Dolayısıyla 1. Sınıfa başlarken dünyayı kurtaracağını sanan tıp öğrencisi, uzman dr olana kadar yıllar içinde ezilir, ezilir, ezilir ve kıvama gelir.

Hukukçular ise üniversiteye başlarken sünepe sünepe başlarlar ama yıllar içinde hocaları öyle bir dolduru ki bunları, her biri kendilerini geleceğin milletvekili, bakanı, barolar birliği başkanı, başbakanı vs vs olarak görürler.

Sonuç olarak başta tıpçının, sonda hukukçunun egosu ağır basar.
mühendis egosunun uzaktan izleyip sinsi sinsi güldüğü karşılaştırmadır.
Başlangıçta sanırım tıpçılar önde. Öyle ki adamlar yemekhaneye bile önlükle geliyor. Ben doktorum açılın ulan en çok ben yicem der gibi. Ama baslangıcta hukukçularda en fazla kitap gösterme hevesi oluyor. Adam 1.sınıfta elinde borçlar hukukuyla geziyordu metroda otobüste göstermek için. Ama zamanla tıpçılar dersler yüzünden ezildiğinden midir nedir kendi etrafımdakiler için söylüyorum, pek bi naifleşiyorlar. hukuktaysa zamanla ego daha artıyor. Akrabalar olsun aile çevresi arkadaşlar derken epey bi pohpohlama oluyor. Sonuc olarak hukukçular sonunda bu versusu alır.
Edit: tıpçıları önlükle görünce cübbeyi giyip yemekhaneye dalasım gelmiyor değil.
bir mühendis egosu değil.
hangisine işin düşerse onun egosu ağır basar.
onu bunu geçin sözlük yazarlarındaki egoyu ben daha görmedim kimsede şuraya bak neyse herkes alanında egosuyla yuvarlansın gitsin.
Sözlükteki işsizin egosu.
karşılaştırılması yanlış olan ego çeşitleridir. tıpçı da hukukçu da egoist olmak zorundadır zaten. ve hatta narsist ve megolaman da olmalıdır. gelen hastaya/müvekkile kendinize olan güveninizle şov yapmalısınızdır. kaldı ki girdiğiniz ameliyatta/davada kendinize olan o özgüveninizi kaybettiğiniz anda hastayı/davayı kaybedersiniz. hukuk için devam edeyim. diyelim ki savcısınız. sizin resen bazı olayları gözetip kamu davası açmanız gerekecek şüpheli hakkında. egonuz/özgüveniniz(ya da artık insanların sizde olması gereken şeyleri çekemeyip eksiklik olarak nitelendirdiği herşeyiniz) olmadığı anda "lan ya yanlış adamı suçluyosam, ya yanlış yapıyosam" diye düşünmeye başlarsınız ve fakat sizin işiniz kanundur. kanunda olan maddeleri bu endişeyle göremeyebilir, suçluyu doğru düzgün suçlayamayabilir, böylece beraatine (ve belki başka insanlara tecavüz etmesine, başka canları almasına filan) sebep olabilirsiniz. hakimseniz ve egonuz/özgüveniniz yoksa verdiğiniz hiçbir karardan emin olamazsınız. hakkınızda sürekli soruşturmalar açılır durur.

— Görev tanımı —
Verilen metne göre birinci sınıftaki bir hukuk öğrencisi, metroda ve otobüste göstermek için elinde hangi kitapla geziyordu?

— Gösterilen bilgiler —
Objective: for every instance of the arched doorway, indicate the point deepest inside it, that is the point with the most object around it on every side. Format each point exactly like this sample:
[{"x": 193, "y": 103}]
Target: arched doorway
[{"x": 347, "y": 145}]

==

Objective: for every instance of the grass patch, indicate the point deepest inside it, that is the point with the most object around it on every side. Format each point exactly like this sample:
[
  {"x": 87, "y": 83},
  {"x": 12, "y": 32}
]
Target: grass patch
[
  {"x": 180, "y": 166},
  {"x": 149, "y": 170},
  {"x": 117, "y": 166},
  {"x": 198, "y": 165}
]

— Sonuç —
Elinde borçlar hukuku kitabıyla geziyordu.